## WHAT IS NEEDED:
Rewrite only the lines from the one containing "Note: for each instance of the man in" up to and including the one containing "point(151, 111)", leaving all other text unchanged. Multiply each x and y coordinate in the point answers by 1.9 and round to the nearest whole number, with halves rounded up.

## start

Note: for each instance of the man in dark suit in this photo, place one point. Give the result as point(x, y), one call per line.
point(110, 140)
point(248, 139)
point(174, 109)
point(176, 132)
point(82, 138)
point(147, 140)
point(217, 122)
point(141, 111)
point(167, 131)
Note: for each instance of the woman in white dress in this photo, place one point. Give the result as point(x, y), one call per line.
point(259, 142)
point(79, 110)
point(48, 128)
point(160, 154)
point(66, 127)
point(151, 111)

## end
## start

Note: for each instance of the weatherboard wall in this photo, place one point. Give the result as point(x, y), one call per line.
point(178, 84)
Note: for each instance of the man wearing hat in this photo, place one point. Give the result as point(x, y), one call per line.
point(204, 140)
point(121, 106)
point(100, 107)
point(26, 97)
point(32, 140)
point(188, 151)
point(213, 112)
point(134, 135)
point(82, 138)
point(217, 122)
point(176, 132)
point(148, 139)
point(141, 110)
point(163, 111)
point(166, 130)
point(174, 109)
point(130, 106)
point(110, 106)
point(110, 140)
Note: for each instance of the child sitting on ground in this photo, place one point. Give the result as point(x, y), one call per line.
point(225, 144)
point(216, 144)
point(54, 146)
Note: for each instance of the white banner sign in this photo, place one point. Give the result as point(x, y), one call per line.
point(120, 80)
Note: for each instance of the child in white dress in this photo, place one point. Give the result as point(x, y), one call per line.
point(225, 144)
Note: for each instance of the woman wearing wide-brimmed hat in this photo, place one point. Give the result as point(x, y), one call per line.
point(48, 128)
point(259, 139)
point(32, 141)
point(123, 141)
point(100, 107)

## end

## EXPECTED ANSWER:
Note: for each instance of the man in dark suit in this photo, place one point. Give the result as point(x, y), one call per line.
point(209, 266)
point(471, 264)
point(331, 207)
point(334, 251)
point(156, 262)
point(279, 266)
point(412, 232)
point(268, 211)
point(317, 249)
Note: for each instance of the woman in white dress in this photo, place one point. Give the result as point(x, y), one call per line.
point(492, 270)
point(150, 209)
point(91, 243)
point(304, 293)
point(125, 241)
point(287, 211)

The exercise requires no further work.